_Tâches et exercices_
- 1) Résumez l'article en deux phrases.
- 2) Réécrivez le passage de l'article allant de « À l’inverse des » jusqu'à « représentatifs de l’objet. » inclus, en remplaçant « inséparables » par « indissociables ».

6. — De l’avis de tous les physiciens contemporains, la science physique se présente donc comme un ensemble de relations nécessaires, de résultats que l’expérience impose universellement et qui seront invariablement les mêmes dans les limites de la précision des instruments d’expérience, pour tous les savants qui s’astreindront à opérer dans les mêmes conditions. Cet ensemble de relations nécessaires constitue la valeur des sciences physico-chimiques, leurs résultats réels : ce sont elles qui nous permettent de dominer la nature, d’agir effectivement sur elle et qui fondent la valeur pratique de la science.

À l’inverse des propositions sceptiques, il semble donc légitime de dire que la valeur pratique de la science dérive de sa valeur théorique. Sa valeur d’utilisation n’existe que par sa valeur de connaissance. L’une et l’autre sont les deux faces inséparables et rigoureusement parallèles de sa valeur objective. Dire qu’une loi de la nature a une valeur pratique, dire qu’elle est commode pour représenter les données de l’expérience, les repérer ou permettre de les utiliser, revient à dire au fond que cette loi de la nature a une objectivité, qu’elle comprend des éléments issus du réel et convenableblement représentatifs de l’objet.

_Données du corpus_
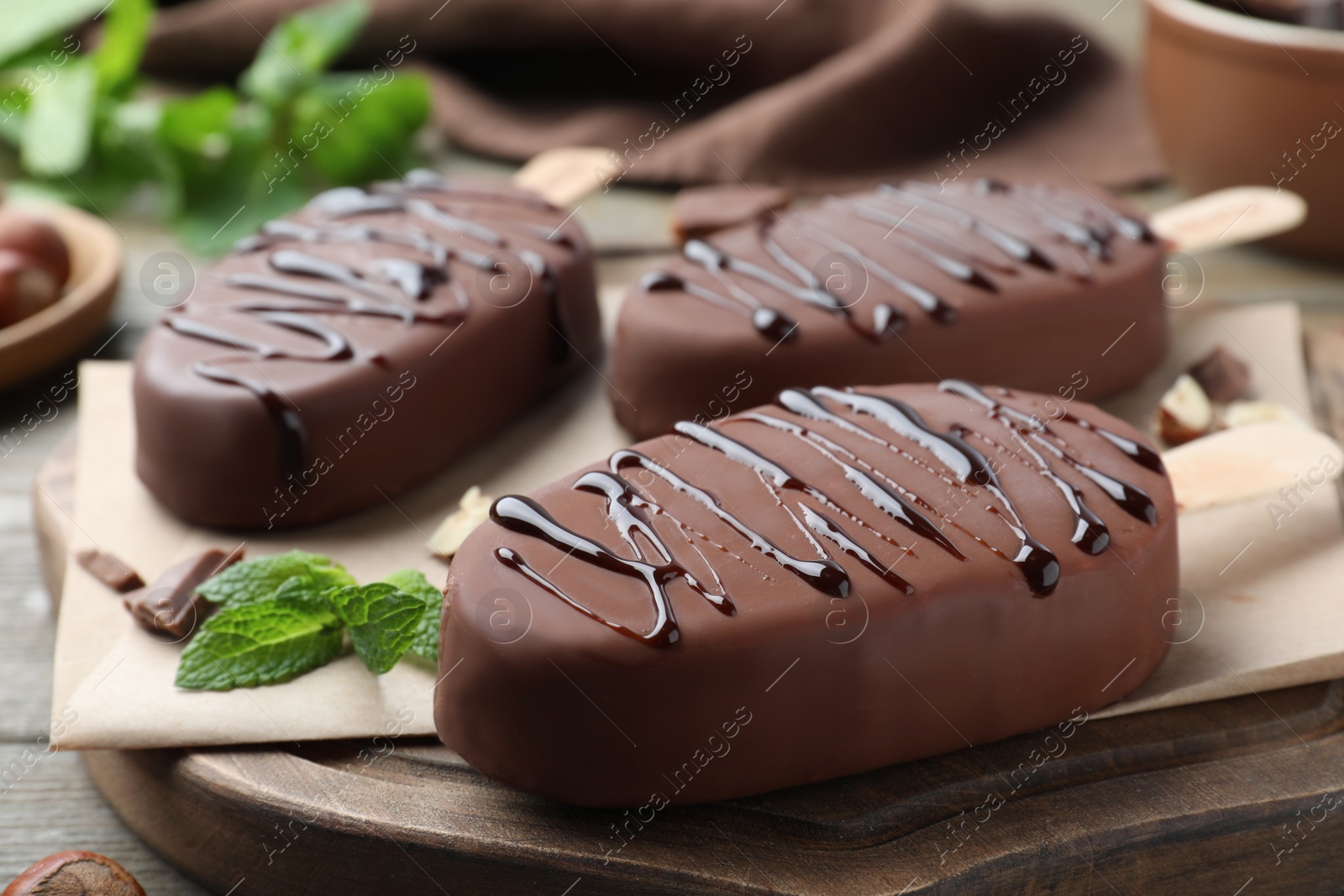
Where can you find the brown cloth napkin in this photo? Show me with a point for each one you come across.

_Réponses_
- 1) Selon les physiciens contemporains, la physique est un ensemble de relations nécessaires que l'expérience impose universellement et qui fondent la valeur pratique de la science en permettant d'agir sur la nature. À l'inverse des propositions sceptiques, cette valeur pratique dérive de la valeur théorique de la science, et toutes deux sont les faces inséparables de sa valeur objective.

- 2)
À l’inverse des propositions sceptiques, il semble donc légitime de dire que la valeur pratique de la science dérive de sa valeur théorique. Sa valeur d’utilisation n’existe que par sa valeur de connaissance. L’une et l’autre sont les deux faces indissociables et rigoureusement parallèles de sa valeur objective. Dire qu’une loi de la nature a une valeur pratique, dire qu’elle est commode pour représenter les données de l’expérience, les repérer ou permettre de les utiliser, revient à dire au fond que cette loi de la nature a une objectivité, qu’elle comprend des éléments issus du réel et convenableblement représentatifs de l’objet.